Quantum Kernels for Audio Deepfake Detection Using Spectrogram Patch Features

Authors: Lisan Al Amin, Rakib Hossain, Mahbubul Islam, Faisal Quader, Thanh Thi Nguyen

Published: 2026-05-07 11:26:01+00:00

AI Summary

This paper proposes Q-Patch, a quantum feature map tailored for audio deepfake detection that encodes local time-frequency patches from mel-spectrograms into quantum states using shallow, hardware-efficient circuits. It leverages a compact four-dimensional acoustic descriptor per patch and maps it to a four-qubit circuit with adjacency-aware entanglement, enabling practical quantum kernel construction. Q-Patch aims to exploit the time-frequency structure of audio for improved discrimination between bona fide and spoofed samples in low-resource settings.

WORK INSTRUCTIONS —
(a) In the Q-Patch summary, what is each patch encoded as before it is mapped to a circuit?
(b) Reproduce the passage of the Q-Patch summary starting with "Published: 2026-05-07 11:26:01+00:00" and going on through "in low-resource settings.".
(c) Render this sentence from the Q-Patch summary in Spanish: "Q-Patch aims to exploit the time-frequency structure of audio for improved discrimination between bona fide and spoofed samples in low-resource settings."

DATA —

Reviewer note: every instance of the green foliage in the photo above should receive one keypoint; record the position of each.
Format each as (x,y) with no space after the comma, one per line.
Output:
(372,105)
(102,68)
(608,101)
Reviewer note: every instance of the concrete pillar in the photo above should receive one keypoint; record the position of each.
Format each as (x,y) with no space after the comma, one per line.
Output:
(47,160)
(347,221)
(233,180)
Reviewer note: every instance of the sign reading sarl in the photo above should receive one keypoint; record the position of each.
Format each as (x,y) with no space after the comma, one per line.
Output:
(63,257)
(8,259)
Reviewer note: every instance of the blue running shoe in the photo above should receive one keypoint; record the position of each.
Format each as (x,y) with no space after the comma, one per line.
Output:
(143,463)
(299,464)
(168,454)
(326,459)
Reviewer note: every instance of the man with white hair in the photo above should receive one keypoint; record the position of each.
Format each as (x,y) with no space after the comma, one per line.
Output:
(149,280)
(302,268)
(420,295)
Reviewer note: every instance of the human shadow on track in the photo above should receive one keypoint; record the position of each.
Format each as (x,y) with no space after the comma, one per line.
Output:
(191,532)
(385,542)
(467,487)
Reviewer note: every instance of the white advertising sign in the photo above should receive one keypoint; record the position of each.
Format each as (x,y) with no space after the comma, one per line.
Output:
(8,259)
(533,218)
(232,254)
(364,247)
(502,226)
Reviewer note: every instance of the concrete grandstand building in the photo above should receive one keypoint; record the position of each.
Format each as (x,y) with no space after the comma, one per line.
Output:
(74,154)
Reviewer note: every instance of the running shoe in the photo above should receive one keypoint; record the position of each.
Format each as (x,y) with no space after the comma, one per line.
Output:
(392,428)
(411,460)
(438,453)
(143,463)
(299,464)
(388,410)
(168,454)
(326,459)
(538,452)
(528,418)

---

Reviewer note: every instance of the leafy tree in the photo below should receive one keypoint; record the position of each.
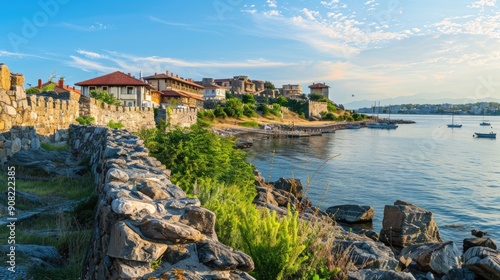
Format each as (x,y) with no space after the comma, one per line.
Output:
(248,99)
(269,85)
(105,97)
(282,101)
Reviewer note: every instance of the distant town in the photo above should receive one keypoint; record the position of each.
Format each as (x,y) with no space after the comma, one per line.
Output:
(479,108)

ANSWERS TO EACH TASK —
(a) A compact four-dimensional acoustic descriptor.

(b)
Published: 2026-05-07 11:26:01+00:00

AI Summary

This paper proposes Q-Patch, a quantum feature map tailored for audio deepfake detection that encodes local time-frequency patches from mel-spectrograms into quantum states using shallow, hardware-efficient circuits. It leverages a compact four-dimensional acoustic descriptor per patch and maps it to a four-qubit circuit with adjacency-aware entanglement, enabling practical quantum kernel construction. Q-Patch aims to exploit the time-frequency structure of audio for improved discrimination between bona fide and spoofed samples in low-resource settings.

(c) Q-Patch busca aprovechar la estructura tiempo-frecuencia del audio para mejorar la discriminación entre muestras auténticas y suplantadas en entornos de bajos recursos.